▶ _Directive_
Produce a verbatim transcription of the records below, beginning at the line containing "Find the white railing;" and ending at the final line; include only those lines.
:: Records provided ::
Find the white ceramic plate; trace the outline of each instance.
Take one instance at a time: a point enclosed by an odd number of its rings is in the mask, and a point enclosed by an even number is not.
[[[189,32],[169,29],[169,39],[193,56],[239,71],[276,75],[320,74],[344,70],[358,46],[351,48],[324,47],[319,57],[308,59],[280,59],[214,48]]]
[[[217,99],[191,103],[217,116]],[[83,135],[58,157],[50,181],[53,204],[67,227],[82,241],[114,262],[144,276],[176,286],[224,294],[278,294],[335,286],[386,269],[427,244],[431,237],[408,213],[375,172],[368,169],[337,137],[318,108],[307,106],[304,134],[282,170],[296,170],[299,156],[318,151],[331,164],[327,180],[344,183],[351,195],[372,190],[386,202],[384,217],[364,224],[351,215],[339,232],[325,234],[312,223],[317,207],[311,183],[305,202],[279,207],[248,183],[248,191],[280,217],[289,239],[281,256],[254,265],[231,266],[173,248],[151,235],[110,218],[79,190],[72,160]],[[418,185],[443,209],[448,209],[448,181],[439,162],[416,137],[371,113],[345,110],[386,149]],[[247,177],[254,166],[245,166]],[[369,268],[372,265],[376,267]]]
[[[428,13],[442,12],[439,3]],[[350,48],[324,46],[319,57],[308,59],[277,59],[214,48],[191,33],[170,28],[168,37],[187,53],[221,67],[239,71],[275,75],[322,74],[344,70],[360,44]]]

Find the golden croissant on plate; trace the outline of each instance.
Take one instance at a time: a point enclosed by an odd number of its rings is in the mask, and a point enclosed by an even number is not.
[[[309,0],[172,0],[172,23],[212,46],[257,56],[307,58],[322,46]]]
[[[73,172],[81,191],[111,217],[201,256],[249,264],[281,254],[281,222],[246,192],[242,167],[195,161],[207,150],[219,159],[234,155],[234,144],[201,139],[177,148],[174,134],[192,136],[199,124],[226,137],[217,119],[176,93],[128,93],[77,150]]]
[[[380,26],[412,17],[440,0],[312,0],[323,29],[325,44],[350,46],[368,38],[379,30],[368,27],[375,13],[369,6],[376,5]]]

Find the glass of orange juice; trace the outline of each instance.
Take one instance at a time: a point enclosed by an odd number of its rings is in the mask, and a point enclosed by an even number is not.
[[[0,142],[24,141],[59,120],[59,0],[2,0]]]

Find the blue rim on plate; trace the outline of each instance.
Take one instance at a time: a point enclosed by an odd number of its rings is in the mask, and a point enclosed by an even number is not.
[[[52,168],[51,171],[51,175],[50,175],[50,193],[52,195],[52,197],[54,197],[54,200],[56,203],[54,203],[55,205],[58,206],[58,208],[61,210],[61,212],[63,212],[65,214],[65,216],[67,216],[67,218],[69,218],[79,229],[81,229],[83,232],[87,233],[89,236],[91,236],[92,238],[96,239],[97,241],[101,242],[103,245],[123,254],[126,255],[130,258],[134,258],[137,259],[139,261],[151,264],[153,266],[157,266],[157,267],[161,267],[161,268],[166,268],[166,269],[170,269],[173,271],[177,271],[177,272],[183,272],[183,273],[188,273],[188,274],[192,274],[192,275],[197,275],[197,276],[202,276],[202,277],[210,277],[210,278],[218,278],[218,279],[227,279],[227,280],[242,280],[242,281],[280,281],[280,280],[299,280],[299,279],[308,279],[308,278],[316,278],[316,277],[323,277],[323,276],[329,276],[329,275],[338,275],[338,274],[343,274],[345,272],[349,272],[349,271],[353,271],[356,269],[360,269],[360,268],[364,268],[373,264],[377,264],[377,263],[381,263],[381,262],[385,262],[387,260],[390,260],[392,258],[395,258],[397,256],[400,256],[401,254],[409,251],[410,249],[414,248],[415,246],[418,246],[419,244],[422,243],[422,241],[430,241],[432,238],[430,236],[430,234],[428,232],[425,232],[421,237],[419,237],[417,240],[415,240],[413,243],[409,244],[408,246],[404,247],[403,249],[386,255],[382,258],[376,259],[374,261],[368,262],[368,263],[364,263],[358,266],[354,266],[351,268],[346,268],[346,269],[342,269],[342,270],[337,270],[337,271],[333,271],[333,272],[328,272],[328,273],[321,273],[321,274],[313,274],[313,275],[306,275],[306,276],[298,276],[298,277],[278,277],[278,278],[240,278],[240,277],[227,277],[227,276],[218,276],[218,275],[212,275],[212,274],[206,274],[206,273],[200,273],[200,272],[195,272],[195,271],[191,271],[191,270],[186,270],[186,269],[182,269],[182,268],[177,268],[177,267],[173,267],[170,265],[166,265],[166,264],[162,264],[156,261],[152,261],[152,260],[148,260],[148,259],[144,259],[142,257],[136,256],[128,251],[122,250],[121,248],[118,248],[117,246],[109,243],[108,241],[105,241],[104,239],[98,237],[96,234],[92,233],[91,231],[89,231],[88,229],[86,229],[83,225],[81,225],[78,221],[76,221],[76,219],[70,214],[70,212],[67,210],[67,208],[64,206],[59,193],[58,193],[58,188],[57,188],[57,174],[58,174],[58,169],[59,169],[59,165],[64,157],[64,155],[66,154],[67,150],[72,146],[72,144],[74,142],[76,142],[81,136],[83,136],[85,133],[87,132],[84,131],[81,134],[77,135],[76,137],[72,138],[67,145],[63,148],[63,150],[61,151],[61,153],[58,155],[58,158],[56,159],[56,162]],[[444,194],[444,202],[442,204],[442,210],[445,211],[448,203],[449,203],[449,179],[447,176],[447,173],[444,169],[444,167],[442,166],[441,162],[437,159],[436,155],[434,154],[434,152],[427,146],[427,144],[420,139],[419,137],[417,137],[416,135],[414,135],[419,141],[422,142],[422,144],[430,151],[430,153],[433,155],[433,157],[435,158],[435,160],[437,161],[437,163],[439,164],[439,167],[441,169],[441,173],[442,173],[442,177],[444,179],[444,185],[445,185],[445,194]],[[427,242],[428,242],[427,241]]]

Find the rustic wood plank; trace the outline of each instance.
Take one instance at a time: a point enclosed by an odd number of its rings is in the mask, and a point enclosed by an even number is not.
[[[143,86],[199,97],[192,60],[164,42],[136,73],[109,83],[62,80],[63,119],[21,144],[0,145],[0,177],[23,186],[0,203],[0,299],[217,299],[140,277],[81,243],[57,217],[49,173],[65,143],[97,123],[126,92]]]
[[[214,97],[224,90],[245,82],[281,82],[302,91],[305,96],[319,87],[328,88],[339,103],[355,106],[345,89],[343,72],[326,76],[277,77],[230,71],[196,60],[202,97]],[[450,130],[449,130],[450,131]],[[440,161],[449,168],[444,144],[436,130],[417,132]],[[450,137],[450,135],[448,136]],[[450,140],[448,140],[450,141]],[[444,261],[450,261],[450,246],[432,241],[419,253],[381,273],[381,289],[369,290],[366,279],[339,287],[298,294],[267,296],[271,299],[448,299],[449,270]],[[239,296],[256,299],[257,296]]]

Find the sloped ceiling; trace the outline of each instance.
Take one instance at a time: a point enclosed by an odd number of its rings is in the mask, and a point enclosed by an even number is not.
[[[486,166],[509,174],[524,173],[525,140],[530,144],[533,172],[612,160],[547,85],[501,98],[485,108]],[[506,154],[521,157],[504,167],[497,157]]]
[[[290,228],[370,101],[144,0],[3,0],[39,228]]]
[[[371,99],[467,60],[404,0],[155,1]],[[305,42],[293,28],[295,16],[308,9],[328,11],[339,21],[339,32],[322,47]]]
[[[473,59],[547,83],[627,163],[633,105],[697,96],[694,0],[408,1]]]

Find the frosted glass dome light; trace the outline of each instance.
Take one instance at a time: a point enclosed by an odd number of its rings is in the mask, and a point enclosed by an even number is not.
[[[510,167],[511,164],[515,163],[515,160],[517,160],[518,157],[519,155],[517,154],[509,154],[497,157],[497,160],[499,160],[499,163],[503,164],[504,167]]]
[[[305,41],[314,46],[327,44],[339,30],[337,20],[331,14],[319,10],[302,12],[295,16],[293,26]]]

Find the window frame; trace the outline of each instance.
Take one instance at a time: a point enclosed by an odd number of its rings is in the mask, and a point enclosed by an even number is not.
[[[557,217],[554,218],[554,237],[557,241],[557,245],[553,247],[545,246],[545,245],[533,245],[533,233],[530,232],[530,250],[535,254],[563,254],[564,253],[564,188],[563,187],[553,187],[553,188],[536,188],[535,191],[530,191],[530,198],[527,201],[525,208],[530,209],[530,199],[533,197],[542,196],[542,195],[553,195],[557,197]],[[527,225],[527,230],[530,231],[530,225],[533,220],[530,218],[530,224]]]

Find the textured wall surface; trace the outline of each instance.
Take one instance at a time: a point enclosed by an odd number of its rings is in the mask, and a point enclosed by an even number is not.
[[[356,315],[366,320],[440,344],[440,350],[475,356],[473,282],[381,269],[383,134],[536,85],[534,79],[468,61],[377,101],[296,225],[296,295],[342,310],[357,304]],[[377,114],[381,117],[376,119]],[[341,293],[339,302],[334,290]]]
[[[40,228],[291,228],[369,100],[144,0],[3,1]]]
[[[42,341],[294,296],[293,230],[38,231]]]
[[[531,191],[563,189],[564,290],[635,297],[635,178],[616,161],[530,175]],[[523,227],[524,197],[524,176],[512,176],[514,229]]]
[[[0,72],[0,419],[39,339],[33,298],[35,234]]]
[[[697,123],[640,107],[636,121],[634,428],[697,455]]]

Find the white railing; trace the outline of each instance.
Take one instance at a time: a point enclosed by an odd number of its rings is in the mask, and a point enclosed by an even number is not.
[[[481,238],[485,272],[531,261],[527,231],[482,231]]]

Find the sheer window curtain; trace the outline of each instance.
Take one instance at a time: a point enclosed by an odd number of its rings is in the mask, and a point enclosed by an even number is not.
:::
▶ _Worked answer_
Find the white railing; trace the outline of each instance.
Take one instance at a time: a point enclosed by an odd number of its rings is in the mask, and a point enclosed by an even number is not.
[[[481,238],[485,272],[531,261],[527,231],[482,231]]]

Find the sheer window curtain; trace the outline of each instance.
Take one instance at a time: a point enclosed by an odd number of its rings is in the mask, and a point enclosed by an even number is not.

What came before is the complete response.